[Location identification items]
* begin *
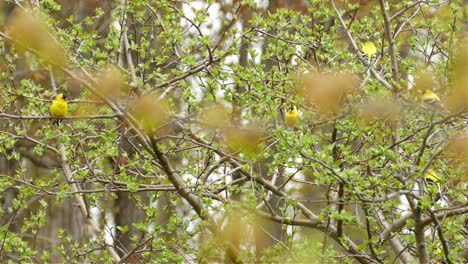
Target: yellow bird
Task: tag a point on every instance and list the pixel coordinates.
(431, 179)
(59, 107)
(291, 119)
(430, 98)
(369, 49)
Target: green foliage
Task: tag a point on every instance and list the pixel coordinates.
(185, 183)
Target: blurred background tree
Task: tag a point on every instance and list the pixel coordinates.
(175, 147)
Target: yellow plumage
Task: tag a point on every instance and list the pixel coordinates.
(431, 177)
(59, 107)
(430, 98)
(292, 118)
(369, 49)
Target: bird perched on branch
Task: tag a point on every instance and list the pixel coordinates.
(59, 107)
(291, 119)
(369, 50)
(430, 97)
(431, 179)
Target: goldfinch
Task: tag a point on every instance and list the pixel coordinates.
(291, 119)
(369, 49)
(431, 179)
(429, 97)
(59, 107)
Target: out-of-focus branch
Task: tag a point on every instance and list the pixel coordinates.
* end *
* begin *
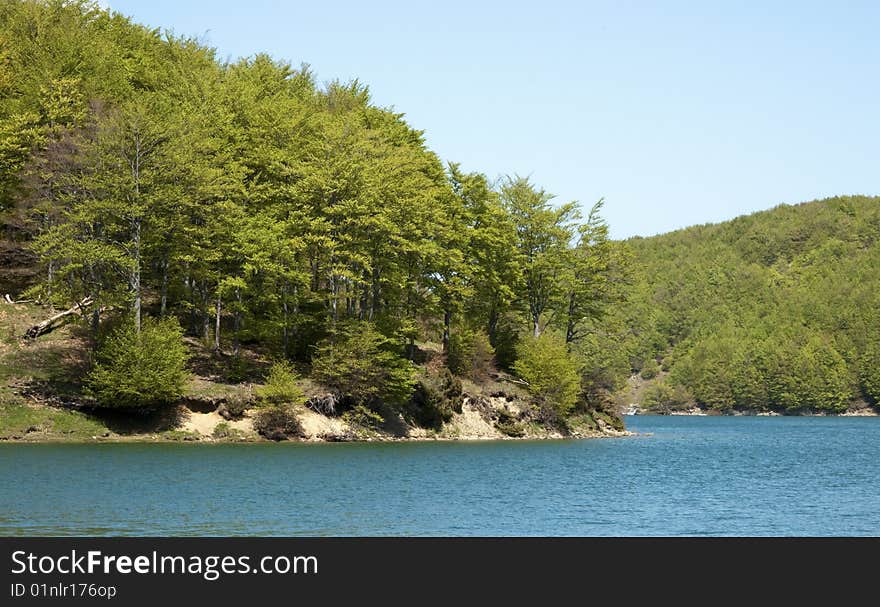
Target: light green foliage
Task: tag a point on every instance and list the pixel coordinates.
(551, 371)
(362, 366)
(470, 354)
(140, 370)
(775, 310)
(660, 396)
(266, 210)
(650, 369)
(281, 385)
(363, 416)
* end *
EXERCISE: List every line in the listing above that contains the string "branch", matching case exactly.

RESPONSE TO THE TASK:
Target: bird perched on branch
Target: out-of-focus branch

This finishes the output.